------ Testo della pagina

Questo elevato indebitamento espone il Gruppo IREN “alle fluttuazioni dei tassi d’interesse soprattutto per quanto
concerne la misura degli oneri finanziari”.
Il
16/6/2015 il CdA di IREN S.p.A. ha approvato il Piano Industriale 2015-2020 del Gruppo, in cui sono previsti nuovi investimenti:
“quantificati in circa 1,8 miliardi di euro, di cui 630
milioni di euro in sviluppo (…) 450 milioni di euro (… in) progetti aventi caratteristiche
tecnologiche innovative”; ma questi nuovi investimenti comporteranno un
aumento dell’indebitamento.
Il
Piano Industriale 2015-2020 prevede (inevitabilmente)

------------

▸ **Parti dell'esercizio**:
1) Indica, in base al testo sul Gruppo IREN, la data in cui il CdA di IREN S.p.A. ha approvato il Piano Industriale 2015-2020.
2) Elenca tutti gli importi in euro che compaiono nel testo sul Gruppo IREN.
3) Scrivi il seguito del testo sul Gruppo IREN partendo dall'ultima riga riportata.

------ Voci fornite

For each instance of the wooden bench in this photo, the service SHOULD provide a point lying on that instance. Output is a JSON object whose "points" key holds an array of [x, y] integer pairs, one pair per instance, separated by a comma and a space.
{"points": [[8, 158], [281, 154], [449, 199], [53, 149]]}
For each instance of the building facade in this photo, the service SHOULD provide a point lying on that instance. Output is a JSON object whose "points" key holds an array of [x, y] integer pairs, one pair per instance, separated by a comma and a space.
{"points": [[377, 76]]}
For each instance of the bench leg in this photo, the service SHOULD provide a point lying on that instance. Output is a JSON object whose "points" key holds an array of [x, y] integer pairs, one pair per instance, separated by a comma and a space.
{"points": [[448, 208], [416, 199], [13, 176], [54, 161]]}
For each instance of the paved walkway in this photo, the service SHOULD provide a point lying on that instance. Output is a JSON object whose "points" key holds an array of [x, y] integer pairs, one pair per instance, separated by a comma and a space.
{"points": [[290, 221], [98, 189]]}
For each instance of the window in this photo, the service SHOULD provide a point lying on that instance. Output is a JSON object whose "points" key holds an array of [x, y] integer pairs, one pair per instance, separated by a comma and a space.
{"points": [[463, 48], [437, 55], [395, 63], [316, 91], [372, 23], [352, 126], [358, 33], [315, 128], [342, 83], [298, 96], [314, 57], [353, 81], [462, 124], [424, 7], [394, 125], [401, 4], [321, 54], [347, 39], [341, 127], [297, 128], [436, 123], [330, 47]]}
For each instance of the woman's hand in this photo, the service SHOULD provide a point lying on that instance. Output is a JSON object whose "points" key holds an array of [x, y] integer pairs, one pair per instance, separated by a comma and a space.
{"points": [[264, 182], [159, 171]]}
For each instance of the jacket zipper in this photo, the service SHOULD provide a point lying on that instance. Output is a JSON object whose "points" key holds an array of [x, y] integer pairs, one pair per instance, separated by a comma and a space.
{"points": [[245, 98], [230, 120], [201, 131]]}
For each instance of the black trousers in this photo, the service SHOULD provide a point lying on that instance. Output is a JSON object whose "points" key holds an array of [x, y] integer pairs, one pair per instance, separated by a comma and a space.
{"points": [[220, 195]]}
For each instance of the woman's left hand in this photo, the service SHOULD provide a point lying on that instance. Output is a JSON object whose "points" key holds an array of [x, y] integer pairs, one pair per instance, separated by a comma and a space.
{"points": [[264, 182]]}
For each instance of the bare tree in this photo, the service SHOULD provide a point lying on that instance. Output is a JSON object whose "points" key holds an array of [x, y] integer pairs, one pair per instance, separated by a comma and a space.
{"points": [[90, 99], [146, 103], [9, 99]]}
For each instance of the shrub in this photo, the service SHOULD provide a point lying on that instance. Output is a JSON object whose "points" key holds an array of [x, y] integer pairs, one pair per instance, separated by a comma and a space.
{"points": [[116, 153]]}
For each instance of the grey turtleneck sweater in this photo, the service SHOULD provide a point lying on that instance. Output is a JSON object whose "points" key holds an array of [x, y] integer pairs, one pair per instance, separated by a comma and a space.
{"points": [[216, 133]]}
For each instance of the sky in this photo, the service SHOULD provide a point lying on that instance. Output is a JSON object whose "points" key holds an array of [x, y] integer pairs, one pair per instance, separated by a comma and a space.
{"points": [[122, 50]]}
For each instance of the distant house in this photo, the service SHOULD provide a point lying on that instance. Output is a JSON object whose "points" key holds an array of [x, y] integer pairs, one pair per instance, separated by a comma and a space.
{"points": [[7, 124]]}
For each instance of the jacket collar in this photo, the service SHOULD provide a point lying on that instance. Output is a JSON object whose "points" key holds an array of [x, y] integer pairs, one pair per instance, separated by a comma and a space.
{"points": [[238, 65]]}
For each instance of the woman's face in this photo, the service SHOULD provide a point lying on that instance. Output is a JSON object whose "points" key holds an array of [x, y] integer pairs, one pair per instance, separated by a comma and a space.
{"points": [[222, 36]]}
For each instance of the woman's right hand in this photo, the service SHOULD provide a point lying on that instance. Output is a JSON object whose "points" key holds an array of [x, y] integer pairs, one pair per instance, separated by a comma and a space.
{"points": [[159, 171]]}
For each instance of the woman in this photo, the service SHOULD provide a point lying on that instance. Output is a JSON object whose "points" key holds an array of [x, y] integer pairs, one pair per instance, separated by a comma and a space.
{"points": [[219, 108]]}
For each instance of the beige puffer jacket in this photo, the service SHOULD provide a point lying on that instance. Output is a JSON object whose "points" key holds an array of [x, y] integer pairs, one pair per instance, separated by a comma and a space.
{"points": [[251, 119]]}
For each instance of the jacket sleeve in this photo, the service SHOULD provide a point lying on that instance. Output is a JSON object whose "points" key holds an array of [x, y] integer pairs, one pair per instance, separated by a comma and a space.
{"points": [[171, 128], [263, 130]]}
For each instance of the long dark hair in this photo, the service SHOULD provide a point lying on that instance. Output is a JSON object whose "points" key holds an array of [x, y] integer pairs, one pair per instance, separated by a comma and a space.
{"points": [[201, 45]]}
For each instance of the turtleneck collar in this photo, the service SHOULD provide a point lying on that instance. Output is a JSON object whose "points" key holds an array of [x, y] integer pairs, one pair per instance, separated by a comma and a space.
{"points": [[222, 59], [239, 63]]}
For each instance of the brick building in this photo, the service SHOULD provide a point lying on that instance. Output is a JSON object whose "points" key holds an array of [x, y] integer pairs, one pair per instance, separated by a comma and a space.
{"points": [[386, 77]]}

------------

▸ **Risultati per compito**:
1) Il 16/6/2015.

2)
- circa 1,8 miliardi di euro
- 630 milioni di euro
- 450 milioni di euro

3)
una forte riduzione
di costi attraverso: a) “la
semplificazione del modello di business” (Business Unit Energia, Mercato, Reti, Ambiente), cioè l’avvio di un
progetto operativo di razionalizzazione
della struttura societaria di Gruppo, con un accentramento della maggior parte delle società e una riduzione significativa del loro numero
per determinare una riduzione dei costi
operativi, una maggior chiarezza
nella responsabilità dei risultati, favorendo una maggiore integrazione; b) aumento dell’efficienza e dei risparmi interni alle società del Gruppo.
In
data 15/10/2015 l’agenzia Fitch ha comunicato di aver assegnato al Gruppo IREN
il rating di tipo “accettabile” (Investment Grade. BBB-,
con outlook stabile) sulla base
proprio del Piano Industriale orientato all’efficientamento,
all’integrazione ed alla riduzione del debito.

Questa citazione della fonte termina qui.